Data items
## START

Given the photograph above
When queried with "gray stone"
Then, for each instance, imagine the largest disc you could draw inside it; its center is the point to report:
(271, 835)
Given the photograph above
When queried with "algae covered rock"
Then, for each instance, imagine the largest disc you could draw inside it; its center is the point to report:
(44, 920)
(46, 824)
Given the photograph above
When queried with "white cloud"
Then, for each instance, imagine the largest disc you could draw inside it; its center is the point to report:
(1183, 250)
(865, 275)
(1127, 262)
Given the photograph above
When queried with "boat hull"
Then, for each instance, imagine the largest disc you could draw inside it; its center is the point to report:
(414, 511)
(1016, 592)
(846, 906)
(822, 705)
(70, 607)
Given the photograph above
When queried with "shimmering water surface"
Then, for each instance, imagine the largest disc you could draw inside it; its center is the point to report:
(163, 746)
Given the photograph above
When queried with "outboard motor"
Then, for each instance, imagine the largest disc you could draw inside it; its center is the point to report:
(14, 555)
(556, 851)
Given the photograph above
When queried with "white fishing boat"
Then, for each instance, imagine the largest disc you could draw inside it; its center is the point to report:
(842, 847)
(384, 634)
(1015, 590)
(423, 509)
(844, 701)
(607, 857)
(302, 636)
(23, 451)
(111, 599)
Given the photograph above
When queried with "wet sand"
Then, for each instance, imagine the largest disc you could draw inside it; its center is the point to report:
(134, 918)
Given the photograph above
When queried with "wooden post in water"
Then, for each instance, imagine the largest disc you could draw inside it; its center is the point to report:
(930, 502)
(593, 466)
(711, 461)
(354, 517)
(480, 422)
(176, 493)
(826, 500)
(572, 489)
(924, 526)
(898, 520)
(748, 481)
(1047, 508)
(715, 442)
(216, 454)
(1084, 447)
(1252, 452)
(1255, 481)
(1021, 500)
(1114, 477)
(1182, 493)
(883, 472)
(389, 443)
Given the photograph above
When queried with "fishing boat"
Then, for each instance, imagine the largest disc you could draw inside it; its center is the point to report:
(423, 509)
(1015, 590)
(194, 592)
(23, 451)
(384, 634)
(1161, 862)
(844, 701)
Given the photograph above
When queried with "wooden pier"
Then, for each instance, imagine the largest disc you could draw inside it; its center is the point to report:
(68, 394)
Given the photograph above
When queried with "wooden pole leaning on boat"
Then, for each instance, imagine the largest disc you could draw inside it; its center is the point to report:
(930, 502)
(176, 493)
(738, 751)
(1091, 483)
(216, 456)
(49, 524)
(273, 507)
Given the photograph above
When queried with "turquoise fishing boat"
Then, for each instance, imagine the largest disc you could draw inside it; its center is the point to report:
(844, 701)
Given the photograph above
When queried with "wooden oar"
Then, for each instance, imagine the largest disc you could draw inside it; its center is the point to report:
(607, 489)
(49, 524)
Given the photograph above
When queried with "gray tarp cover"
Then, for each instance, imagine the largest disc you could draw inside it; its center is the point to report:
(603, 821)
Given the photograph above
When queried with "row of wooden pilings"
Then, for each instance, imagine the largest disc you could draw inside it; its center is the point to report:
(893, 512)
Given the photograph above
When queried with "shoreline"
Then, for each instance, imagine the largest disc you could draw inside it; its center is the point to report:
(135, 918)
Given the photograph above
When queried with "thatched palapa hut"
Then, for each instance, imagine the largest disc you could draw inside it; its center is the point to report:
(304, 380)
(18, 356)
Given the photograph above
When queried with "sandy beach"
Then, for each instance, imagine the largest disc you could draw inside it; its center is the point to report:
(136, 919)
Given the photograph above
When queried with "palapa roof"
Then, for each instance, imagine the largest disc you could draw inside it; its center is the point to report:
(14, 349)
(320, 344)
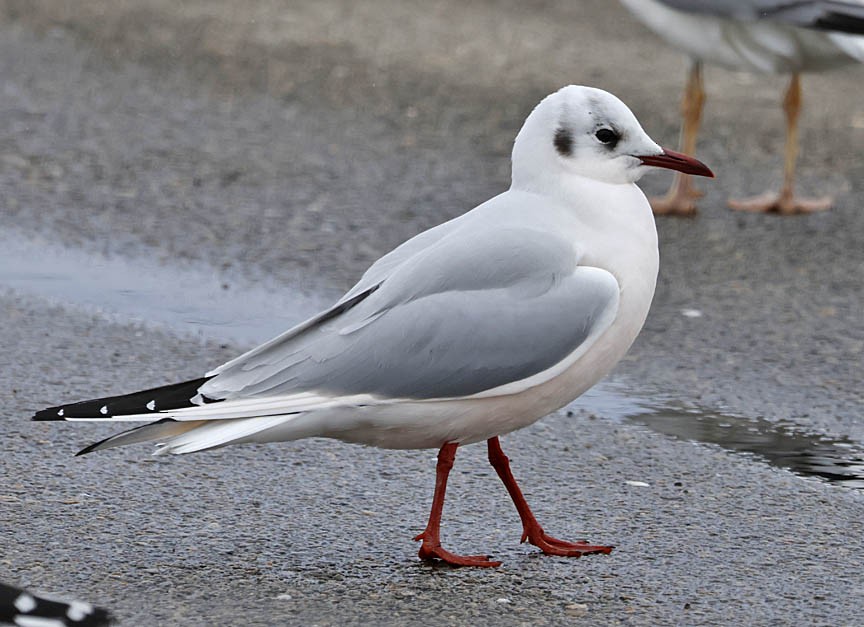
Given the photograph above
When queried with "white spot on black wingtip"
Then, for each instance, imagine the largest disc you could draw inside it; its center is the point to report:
(79, 610)
(25, 603)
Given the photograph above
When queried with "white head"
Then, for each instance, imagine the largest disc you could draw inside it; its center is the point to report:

## END

## Exercise instructions:
Go through the material above and print all of it exactly, except the pictures.

## Task output:
Given the photograph above
When queried with "gray stone"
Then, for each instance, imagine the largest disc you could draw inside it; its center is the point to report:
(271, 835)
Given the photograph above
When queried with "algae covered rock"
Then, for each instance, imagine the largest disc you could draw inside it; its center is the point to report:
(44, 920)
(46, 824)
Given the photograph above
When queried with "white cloud"
Then, for each instance, imagine the largest disc you could draw inside it; its center is the point to report:
(1183, 250)
(865, 275)
(1127, 262)
Given the photograph above
When queried with "boat hull"
Then, for each instance, imagine the largest disc you could draw inside it; its center is the point to report:
(414, 511)
(1016, 592)
(846, 906)
(822, 705)
(70, 607)
Given the photograph above
When queried with "shimmering water surface"
Then, for each instance, imagine the largest disc you could draw inside it; its center is the point to report:
(163, 746)
Given the photograph above
When queried with "outboard motor"
Then, for each instance, imagine the largest disc you could draw inside it; its center is the point to report:
(14, 555)
(556, 851)
Given the photograph above
When queried with "white fishing boat"
Then, for each instance, imagine the largest disc you could draw inside it; its center is the point to report:
(842, 847)
(384, 634)
(1015, 590)
(423, 509)
(844, 701)
(607, 857)
(302, 636)
(23, 451)
(111, 599)
Given the photograph above
When queried with "wet sand"
Then, for each instance, imagine the largest disc you could draw inside it; its center is the point to report:
(134, 918)
Given the photograph above
When queried with "wooden post in water"
Then, for each instance, imagine the largest disc you could draw inside it; its center is the point to report:
(930, 502)
(593, 466)
(711, 461)
(354, 517)
(480, 422)
(176, 493)
(826, 500)
(572, 489)
(924, 526)
(898, 520)
(748, 481)
(1047, 508)
(715, 442)
(216, 454)
(1084, 447)
(1252, 452)
(1255, 481)
(1021, 500)
(1114, 477)
(1182, 493)
(883, 472)
(389, 443)
Given the photograph above
When queried with "fishing boat"
Then, for each instance, imagine the largest disc you could draw inside it; its center is the point to report:
(423, 509)
(1015, 590)
(194, 592)
(23, 451)
(384, 634)
(1161, 862)
(844, 701)
Given the photograph above
When queried with "wooden pier"
Then, for each instance, imagine the largest disc you could draw inside it; its center is the point to report:
(68, 394)
Given the photograph above
When queried with "wooden pole leaning on boat"
Then, for each instance, imagine the largest disc you could draw inside it; its center is the point to report:
(930, 502)
(176, 493)
(738, 751)
(1091, 483)
(216, 456)
(49, 524)
(273, 507)
Given the photograph above
When queried with "turquoise fishing boat"
Then, for each instance, imagine the largest disc you could draw inside it; its center is the point to report:
(844, 701)
Given the photograph above
When queried with "wooden oar"
Then, for each instance, imagine the largest disc you could draw inside it; its center is the point to report:
(607, 489)
(49, 524)
Given the photograph above
When queried with "gray tarp cover"
Then, for each instance, imagine the largest disc you could draw inside it; its center is the point to report:
(603, 821)
Given the photograph above
When queried with "row of wooden pilings"
Then, for each instance, imagine the largest disc you could draw inside it; its center is the point to report:
(893, 512)
Given the photograph above
When queried with "shoreline"
Then, for each instance, imagine the largest disc you could draw inside it; its center is the point to report:
(135, 918)
Given the photograph above
When queried with "thatched palapa hut"
Then, for each instance, imagine the largest disc you could draw inside it; its center is the point to report:
(304, 380)
(18, 356)
Given the photograph above
When queried with "sandy beach"
Then, for each instance, imagine the largest disc you could draw inside it; its center is the point to report:
(136, 919)
Given the photograph above
When queried with "palapa roof"
Then, for each instance, imagine the largest disc you could draw inside it; its center is the point to report:
(14, 349)
(320, 344)
Given the photograph above
When queried with "white spot on black wingtip"
Then, for each instance, imagine the largest disc you could draw inside it; its center is the point to report:
(79, 610)
(25, 603)
Given the photograph above
When queried with "white head"
Then, for each instance, imagine the largest disc you could draw inside it; its center is the point to report:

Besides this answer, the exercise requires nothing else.